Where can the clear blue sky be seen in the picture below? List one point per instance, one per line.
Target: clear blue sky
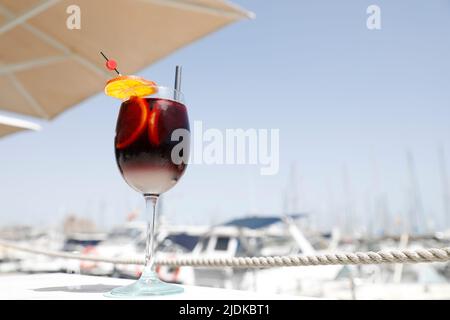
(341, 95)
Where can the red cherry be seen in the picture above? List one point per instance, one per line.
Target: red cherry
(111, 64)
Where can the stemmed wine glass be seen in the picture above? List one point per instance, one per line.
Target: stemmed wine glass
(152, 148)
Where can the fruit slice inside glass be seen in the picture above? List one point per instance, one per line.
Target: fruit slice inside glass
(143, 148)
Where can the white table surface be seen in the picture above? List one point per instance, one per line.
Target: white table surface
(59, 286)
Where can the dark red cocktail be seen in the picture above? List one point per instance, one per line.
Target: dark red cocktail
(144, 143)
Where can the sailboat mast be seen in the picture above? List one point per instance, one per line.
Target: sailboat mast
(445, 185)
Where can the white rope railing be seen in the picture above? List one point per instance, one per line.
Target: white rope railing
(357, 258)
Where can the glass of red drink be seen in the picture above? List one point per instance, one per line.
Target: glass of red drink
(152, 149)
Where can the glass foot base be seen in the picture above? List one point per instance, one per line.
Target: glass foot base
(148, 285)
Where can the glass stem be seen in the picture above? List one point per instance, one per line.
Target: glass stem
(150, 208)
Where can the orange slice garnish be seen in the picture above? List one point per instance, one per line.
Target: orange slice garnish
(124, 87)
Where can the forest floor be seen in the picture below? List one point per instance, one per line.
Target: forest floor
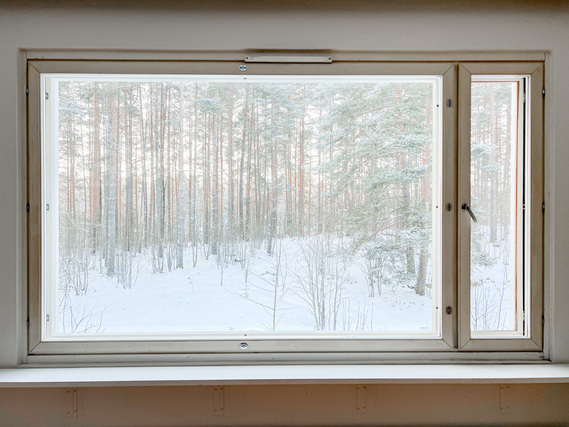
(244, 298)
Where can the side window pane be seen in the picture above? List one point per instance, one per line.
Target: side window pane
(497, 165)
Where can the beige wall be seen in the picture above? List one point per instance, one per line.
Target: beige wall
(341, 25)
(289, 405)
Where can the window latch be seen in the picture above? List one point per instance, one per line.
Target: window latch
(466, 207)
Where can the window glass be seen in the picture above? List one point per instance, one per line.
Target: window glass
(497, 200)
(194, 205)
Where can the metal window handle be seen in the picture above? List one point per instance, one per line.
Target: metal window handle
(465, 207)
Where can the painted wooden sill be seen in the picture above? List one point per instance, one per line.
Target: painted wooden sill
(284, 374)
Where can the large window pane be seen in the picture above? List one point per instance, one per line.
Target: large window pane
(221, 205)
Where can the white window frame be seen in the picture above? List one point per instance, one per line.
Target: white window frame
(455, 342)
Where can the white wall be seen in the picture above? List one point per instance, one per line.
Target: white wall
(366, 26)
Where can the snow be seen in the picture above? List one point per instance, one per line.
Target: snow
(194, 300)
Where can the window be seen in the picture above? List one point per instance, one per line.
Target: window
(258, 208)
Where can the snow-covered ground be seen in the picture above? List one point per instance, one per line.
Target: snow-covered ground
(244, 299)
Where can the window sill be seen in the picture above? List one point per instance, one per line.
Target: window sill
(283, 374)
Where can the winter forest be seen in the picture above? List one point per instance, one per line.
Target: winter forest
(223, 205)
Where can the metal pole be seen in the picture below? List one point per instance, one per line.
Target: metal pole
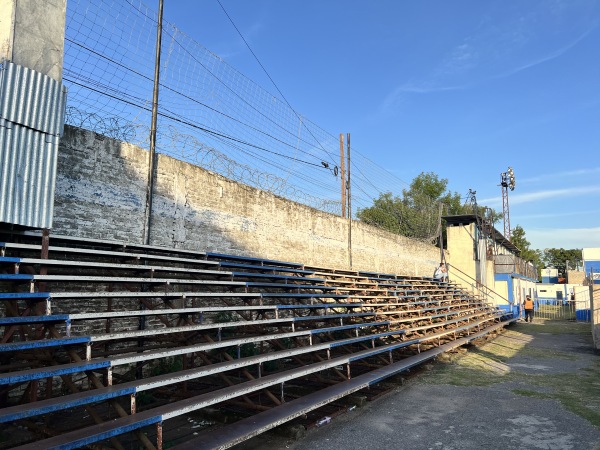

* * *

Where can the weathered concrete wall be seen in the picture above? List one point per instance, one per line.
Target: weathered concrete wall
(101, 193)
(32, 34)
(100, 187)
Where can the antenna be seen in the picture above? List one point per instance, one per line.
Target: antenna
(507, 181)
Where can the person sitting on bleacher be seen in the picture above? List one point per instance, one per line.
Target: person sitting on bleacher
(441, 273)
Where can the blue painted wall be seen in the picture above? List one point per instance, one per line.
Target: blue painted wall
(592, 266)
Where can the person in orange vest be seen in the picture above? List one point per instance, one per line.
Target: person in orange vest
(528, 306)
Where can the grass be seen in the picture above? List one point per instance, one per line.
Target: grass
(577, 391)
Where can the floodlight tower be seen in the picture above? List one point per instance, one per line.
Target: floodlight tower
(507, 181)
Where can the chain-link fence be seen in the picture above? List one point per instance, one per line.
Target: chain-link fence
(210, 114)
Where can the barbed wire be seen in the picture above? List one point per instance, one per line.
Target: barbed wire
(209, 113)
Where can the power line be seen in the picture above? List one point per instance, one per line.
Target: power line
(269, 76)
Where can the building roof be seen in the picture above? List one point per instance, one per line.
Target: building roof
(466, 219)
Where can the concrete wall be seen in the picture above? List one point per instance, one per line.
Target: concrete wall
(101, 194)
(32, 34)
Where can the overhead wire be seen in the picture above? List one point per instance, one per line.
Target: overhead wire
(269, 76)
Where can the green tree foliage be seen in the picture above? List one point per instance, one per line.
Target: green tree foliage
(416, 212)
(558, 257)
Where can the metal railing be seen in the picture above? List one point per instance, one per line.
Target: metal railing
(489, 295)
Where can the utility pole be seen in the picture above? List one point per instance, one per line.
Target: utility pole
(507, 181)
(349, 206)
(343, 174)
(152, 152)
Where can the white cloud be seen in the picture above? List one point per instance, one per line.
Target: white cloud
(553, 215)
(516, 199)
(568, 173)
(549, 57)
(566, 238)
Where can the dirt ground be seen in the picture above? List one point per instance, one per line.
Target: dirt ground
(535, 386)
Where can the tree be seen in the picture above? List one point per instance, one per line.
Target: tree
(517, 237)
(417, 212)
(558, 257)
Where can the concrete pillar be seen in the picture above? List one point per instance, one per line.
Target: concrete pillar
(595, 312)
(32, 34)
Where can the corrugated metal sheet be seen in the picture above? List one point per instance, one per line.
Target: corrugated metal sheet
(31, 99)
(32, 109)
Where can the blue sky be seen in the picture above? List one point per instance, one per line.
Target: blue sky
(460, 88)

* * *

What needs to be done: Please pull out each line of the data above that contains the word "tree", copying every such line in full. Treat uppercase and lowercase as different.

Problem solution:
Where can the green tree foliage be seen in the picture above? List one point per instance, one per line.
Target: green tree foliage
Where can the tree be seen in the picture above? List one point per instance, one per line.
Target: tree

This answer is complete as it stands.